PAGE:

# kbc buy to let sell or surrender



## julie48 (8 Feb 2014)

Hi first time here so hope I am doing this in the right forum.

 I have a buy to let property with the kbc and they have advised me this week that it is unsustainable and we have 3 options sell, surrender of pay full interest only of 791 p/m

 our home house is being paid in full as are all other debts c/c loans etc nothing has been negoitiated on those debts but we are only paying the rent towards the kbc mortgage which is 330 p/m.  Should I negoitiate c/c and pay full interest only??

 I have spoken to mabs and they have advised that if we sell/surrender the kbc will want all details of assets and liabilities confirmed with and affidavit.
 However they have advised us that we are in an unusual position as our home house mortgage is 80k and property worth 250k so we have a lot of equity.

EXERCISE REQUIREMENTS:
(a) In the forum post about the KBC buy-to-let mortgage, what monthly interest-only payment is named as one of the three options?
(b) Rewrite the passage of the KBC buy-to-let forum post that begins at "Hi first time" and stops after "lot of equity.", swapping "affidavit" for "sworn statement".
(c) Continue the forum post about the KBC buy-to-let mortgage from its last sentence.

RAW DATA:
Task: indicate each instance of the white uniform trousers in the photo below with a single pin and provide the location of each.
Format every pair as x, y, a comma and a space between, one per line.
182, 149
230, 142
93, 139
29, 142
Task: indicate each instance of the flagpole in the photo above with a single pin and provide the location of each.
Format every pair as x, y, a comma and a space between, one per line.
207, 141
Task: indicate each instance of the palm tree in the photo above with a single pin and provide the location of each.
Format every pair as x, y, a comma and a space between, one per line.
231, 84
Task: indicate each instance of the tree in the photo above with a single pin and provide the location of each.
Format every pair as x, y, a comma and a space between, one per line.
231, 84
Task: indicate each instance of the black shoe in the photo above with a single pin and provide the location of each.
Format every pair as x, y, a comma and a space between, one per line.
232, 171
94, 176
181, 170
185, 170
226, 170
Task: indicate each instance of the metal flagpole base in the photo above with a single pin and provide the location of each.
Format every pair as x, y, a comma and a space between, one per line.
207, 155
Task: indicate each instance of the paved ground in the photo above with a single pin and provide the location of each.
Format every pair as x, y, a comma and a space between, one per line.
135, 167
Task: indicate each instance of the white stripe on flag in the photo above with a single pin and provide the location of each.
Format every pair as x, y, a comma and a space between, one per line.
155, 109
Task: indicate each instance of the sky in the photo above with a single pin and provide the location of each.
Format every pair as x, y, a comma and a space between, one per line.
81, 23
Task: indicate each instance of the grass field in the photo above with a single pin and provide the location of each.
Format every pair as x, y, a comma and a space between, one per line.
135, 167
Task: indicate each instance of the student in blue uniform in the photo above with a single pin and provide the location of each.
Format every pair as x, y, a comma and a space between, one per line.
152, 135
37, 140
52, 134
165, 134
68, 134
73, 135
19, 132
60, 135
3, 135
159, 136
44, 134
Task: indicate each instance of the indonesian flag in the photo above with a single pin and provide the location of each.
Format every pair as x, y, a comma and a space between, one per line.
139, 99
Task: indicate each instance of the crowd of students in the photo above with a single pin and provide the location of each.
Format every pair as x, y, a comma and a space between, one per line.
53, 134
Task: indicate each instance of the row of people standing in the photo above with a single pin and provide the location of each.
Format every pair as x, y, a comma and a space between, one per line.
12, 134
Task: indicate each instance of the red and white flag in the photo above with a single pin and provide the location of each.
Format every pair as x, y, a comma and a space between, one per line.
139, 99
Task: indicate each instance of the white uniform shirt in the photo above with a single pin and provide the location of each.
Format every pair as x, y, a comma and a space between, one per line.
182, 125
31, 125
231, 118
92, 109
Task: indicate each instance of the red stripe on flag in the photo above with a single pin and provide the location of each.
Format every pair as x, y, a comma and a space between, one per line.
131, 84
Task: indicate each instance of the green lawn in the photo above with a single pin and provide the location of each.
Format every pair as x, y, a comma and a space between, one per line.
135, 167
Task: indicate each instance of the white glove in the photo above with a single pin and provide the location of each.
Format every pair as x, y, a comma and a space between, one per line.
---
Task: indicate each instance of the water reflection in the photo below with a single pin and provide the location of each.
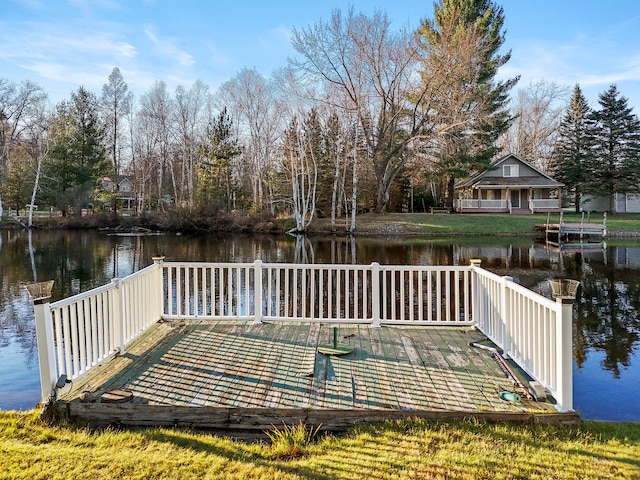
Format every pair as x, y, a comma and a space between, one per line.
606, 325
...
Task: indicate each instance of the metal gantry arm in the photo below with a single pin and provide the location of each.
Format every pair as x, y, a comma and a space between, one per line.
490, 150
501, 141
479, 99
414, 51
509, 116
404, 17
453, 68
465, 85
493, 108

ANSWERS TO THE PROBLEMS:
(a) 791 per month

(b)
Hi first time here so hope I am doing this in the right forum.

 I have a buy to let property with the kbc and they have advised me this week that it is unsustainable and we have 3 options sell, surrender of pay full interest only of 791 p/m

 our home house is being paid in full as are all other debts c/c loans etc nothing has been negoitiated on those debts but we are only paying the rent towards the kbc mortgage which is 330 p/m.  Should I negoitiate c/c and pay full interest only??

 I have spoken to mabs and they have advised that if we sell/surrender the kbc will want all details of assets and liabilities confirmed with and sworn statement.
 However they have advised us that we are in an unusual position as our home house mortgage is 80k and property worth 250k so we have a lot of equity.

(c)
 Mabs advised that if we sell/surrender it will then be an unsecured debt but kbc may go through the courts to get their money as we have a lot of equity.  kbc have just said that they will come up with a repayment plan for residual balance but am panicking that they will come after our home house.  rental property worth about 50k if am lucky and owe 170k also is vat liable

 Any help/advice greatly appreciated


----------



## Brendan Burgess (8 Feb 2014)

Hi Julie

You should provide information in this format to get a comprehensive answer.

Standard Format for mortgage arrears Case Studies

If you have a shortfall after sale or repossession, they will get a judgement and secure it on your family home.  So you have to take this very seriously indeed.


----------



## julie48 (9 Feb 2014)

hi Brendan thanks for that I will fill it out and post it


----------



## julie48 (9 Feb 2014)

thanks brendan


----------



## Bronte (10 Feb 2014)

julie48 said:


> kbc have just said that they will come up with a repayment plan for residual balance


 
Have they put that in writing?  

What VAT are you referring to, if you sell the investment property there is no VAT.


----------



## Joe_90 (10 Feb 2014)

Bronte said:


> What VAT are you referring to, if you sell the investment property there is no VAT.



Bronte,  did you ever hear of the waiver of exemption on short term lettings of residential properties?  I presume that is what the OP did and recovered the VAT on the purchase therefore needs to deal with the VAT on sale.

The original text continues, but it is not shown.